*Instructies en eisen:*
Hernoem "epaulette" tot "shoulder strap" in de items vanaf het begin tot en met de regel met "[(162, 366), (154, 432), (98, 322)]", en geef die regels verder ongewijzigd terug zonder de afbeeldingen.

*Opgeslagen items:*
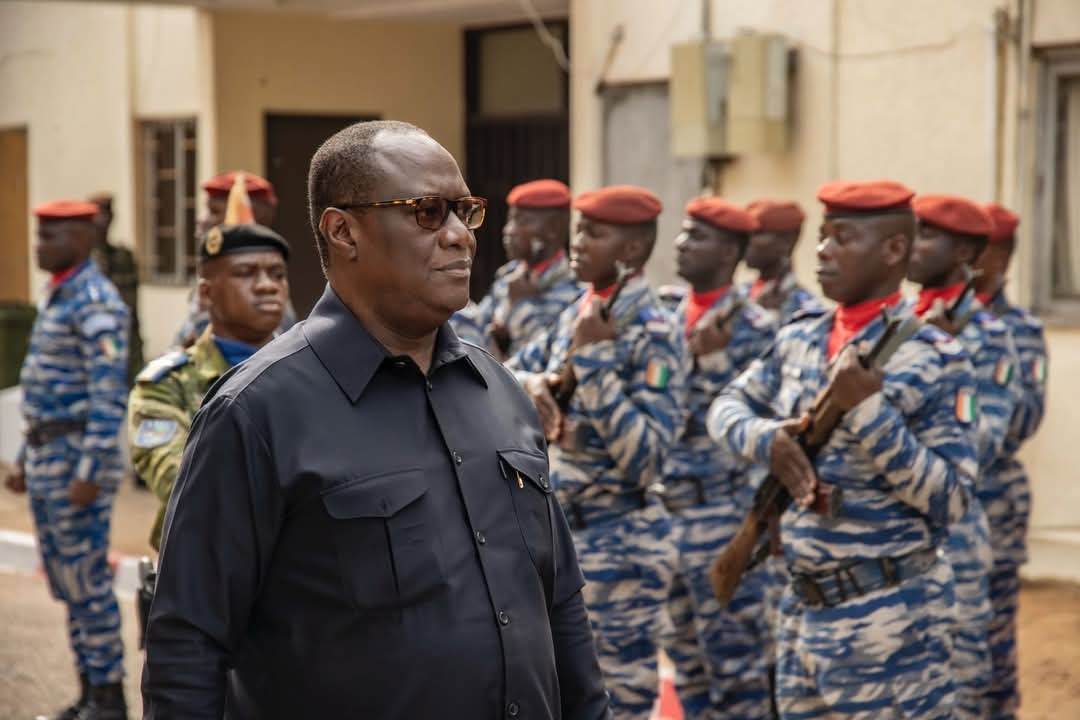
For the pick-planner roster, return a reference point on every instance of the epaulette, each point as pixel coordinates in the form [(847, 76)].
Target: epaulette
[(162, 366)]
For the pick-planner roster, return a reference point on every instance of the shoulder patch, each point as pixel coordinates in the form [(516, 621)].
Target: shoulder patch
[(162, 366), (154, 432), (98, 322)]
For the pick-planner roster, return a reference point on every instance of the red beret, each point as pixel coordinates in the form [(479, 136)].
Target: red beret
[(721, 214), (66, 209), (619, 204), (257, 187), (953, 214), (777, 215), (540, 194), (871, 197), (1004, 222)]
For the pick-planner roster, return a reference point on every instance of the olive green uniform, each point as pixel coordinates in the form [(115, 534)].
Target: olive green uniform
[(166, 396)]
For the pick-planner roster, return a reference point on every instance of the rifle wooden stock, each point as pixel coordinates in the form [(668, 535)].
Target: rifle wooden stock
[(565, 382), (745, 549)]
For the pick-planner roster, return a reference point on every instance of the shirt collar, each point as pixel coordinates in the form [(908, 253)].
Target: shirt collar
[(352, 356)]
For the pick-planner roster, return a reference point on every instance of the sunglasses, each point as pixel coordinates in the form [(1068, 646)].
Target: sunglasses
[(432, 211)]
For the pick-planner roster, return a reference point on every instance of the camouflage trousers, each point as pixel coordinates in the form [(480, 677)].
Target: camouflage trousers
[(1009, 511), (968, 549), (629, 565), (73, 543), (721, 655), (881, 655)]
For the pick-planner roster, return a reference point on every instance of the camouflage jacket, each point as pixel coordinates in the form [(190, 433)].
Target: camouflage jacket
[(167, 393), (118, 265), (905, 458)]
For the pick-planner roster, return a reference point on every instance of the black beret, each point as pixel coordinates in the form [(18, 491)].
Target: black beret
[(248, 238)]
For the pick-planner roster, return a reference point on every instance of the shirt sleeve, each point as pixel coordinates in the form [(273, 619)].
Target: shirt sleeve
[(580, 679), (635, 416), (223, 518), (102, 334), (927, 457), (740, 419)]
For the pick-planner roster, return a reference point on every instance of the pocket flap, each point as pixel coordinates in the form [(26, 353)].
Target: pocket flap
[(382, 496), (528, 464)]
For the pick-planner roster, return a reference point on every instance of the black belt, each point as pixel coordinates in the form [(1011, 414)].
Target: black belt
[(40, 433), (831, 588)]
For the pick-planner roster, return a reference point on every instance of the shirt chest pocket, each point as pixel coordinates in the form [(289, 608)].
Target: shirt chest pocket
[(526, 474), (388, 540)]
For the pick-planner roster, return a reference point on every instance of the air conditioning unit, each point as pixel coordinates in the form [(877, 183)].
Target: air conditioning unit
[(729, 97)]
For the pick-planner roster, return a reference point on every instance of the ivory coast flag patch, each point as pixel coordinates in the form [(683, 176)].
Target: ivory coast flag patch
[(1039, 370), (657, 375), (1002, 374), (966, 406)]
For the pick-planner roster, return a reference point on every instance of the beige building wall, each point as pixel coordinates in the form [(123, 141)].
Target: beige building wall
[(324, 66), (901, 89)]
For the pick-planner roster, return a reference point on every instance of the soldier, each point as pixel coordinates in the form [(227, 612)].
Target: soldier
[(720, 654), (118, 263), (537, 284), (243, 283), (866, 620), (770, 250), (75, 389), (609, 440), (1009, 505), (264, 204), (952, 233)]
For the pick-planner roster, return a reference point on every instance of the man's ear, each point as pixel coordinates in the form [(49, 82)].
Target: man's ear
[(340, 243)]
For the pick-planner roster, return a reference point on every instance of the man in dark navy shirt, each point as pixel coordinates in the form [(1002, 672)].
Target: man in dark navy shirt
[(363, 525)]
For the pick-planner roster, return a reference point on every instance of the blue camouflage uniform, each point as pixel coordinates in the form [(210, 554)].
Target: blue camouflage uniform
[(1008, 501), (723, 655), (903, 459), (76, 376), (795, 300), (524, 320), (619, 425), (989, 344)]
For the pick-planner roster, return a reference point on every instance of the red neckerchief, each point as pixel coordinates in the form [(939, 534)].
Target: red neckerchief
[(593, 293), (543, 265), (929, 295), (697, 303), (852, 318), (58, 279)]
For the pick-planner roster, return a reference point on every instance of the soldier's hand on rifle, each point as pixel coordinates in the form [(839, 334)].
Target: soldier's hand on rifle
[(82, 492), (592, 327), (521, 284), (16, 479), (790, 463), (707, 335), (539, 389), (936, 315), (852, 382)]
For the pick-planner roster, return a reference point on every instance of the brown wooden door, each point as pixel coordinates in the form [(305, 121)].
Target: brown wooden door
[(291, 141), (516, 126), (14, 217)]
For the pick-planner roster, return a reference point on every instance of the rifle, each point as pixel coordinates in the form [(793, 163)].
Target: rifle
[(953, 313), (565, 382), (500, 334), (744, 551)]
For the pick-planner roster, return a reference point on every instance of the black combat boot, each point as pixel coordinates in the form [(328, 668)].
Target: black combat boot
[(72, 711), (106, 703)]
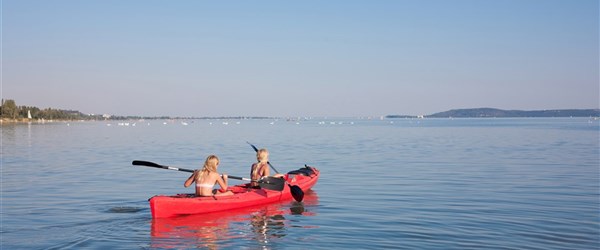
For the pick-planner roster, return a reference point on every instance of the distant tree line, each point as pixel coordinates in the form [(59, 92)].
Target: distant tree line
[(10, 110)]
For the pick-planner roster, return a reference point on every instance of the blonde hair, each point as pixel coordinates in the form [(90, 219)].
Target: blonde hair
[(210, 165)]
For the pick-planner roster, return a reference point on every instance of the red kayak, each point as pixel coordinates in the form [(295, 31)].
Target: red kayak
[(163, 206)]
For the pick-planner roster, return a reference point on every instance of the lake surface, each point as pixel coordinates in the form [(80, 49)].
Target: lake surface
[(397, 183)]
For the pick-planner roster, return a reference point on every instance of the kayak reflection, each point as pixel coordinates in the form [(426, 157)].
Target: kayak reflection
[(259, 224)]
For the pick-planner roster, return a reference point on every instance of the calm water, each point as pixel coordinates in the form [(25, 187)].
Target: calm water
[(406, 184)]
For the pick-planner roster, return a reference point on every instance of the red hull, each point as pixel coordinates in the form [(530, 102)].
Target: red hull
[(163, 206)]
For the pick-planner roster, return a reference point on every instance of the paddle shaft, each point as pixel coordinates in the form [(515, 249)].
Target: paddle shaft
[(154, 165)]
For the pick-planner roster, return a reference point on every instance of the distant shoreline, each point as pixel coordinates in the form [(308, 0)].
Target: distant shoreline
[(499, 113)]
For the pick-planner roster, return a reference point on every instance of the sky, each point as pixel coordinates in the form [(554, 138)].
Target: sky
[(300, 58)]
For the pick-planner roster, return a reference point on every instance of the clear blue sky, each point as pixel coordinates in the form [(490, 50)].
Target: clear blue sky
[(300, 58)]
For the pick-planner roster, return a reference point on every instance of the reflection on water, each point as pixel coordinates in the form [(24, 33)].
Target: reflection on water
[(260, 224)]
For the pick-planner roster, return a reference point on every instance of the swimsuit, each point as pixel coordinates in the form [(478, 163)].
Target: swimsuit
[(204, 185)]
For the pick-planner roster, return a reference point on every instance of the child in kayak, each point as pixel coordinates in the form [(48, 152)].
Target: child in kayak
[(206, 179), (260, 169)]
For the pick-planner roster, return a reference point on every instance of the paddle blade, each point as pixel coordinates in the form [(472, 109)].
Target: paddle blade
[(272, 183), (255, 149), (297, 192)]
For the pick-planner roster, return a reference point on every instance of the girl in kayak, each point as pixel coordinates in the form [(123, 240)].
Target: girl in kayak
[(260, 169), (206, 179)]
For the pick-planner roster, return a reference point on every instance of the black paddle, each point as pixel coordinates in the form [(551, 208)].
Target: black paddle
[(297, 192), (270, 183)]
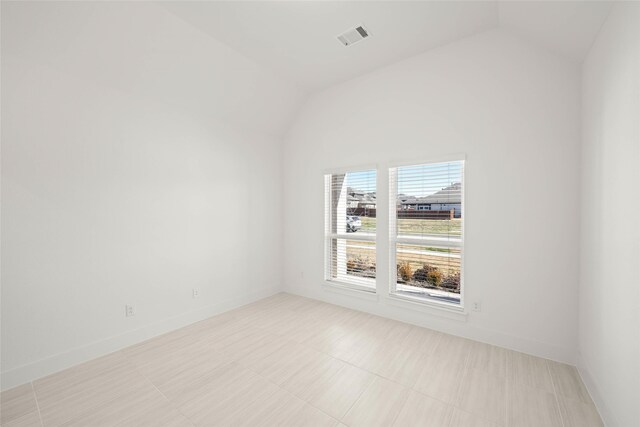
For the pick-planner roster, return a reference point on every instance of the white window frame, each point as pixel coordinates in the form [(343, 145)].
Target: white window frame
[(343, 281), (394, 240)]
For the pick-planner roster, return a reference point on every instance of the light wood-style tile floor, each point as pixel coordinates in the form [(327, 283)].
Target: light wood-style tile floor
[(293, 361)]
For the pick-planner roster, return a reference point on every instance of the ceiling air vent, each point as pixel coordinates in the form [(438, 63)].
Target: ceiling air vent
[(353, 36)]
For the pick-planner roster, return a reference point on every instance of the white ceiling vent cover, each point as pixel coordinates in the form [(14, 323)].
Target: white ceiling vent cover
[(354, 35)]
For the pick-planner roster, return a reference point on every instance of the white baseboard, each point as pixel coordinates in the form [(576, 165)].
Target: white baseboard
[(603, 409), (443, 324), (43, 367)]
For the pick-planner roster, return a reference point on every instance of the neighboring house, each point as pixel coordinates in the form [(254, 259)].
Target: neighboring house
[(444, 200), (360, 199)]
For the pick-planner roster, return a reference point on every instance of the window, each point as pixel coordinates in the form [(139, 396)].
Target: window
[(426, 245), (350, 228)]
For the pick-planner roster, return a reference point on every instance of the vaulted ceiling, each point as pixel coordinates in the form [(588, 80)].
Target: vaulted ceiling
[(297, 39)]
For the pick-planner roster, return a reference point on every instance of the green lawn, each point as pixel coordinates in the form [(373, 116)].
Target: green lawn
[(420, 226)]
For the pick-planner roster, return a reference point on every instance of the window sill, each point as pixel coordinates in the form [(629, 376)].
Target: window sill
[(350, 290), (431, 307)]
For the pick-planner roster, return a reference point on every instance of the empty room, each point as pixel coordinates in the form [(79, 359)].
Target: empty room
[(320, 213)]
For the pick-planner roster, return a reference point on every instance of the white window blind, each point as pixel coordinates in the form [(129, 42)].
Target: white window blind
[(426, 239), (350, 228)]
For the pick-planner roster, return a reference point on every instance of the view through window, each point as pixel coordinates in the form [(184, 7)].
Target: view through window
[(426, 211), (350, 228)]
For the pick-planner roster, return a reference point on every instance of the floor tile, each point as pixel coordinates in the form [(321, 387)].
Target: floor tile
[(440, 378), (567, 382), (336, 394), (460, 418), (576, 413), (16, 403), (488, 358), (379, 405), (532, 407), (422, 411), (483, 395), (32, 419), (288, 360), (529, 370)]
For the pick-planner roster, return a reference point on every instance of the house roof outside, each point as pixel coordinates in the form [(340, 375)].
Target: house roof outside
[(450, 194)]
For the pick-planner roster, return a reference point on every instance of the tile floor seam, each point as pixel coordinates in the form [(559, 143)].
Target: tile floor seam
[(135, 367), (287, 391), (412, 388), (555, 393)]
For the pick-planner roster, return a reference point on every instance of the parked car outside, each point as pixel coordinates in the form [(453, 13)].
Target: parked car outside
[(353, 223)]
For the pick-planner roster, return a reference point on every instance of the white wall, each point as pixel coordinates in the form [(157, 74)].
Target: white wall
[(514, 111), (610, 265), (129, 184)]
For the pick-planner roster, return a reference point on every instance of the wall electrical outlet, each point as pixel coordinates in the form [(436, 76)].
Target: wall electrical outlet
[(129, 310)]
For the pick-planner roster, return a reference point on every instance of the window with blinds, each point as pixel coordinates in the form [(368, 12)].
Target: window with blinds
[(350, 228), (426, 239)]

*Het resultaat:*
For the pick-planner roster, return a reference point on every instance of the shoulder strap, each point as pixel coordinates in the form [(847, 76)].
Target: shoulder strap
[(162, 366)]
For the pick-planner roster, return a reference point on every instance of the shoulder patch, each point as pixel coordinates in the form [(516, 621)].
Target: shoulder patch
[(162, 366), (154, 432), (98, 322)]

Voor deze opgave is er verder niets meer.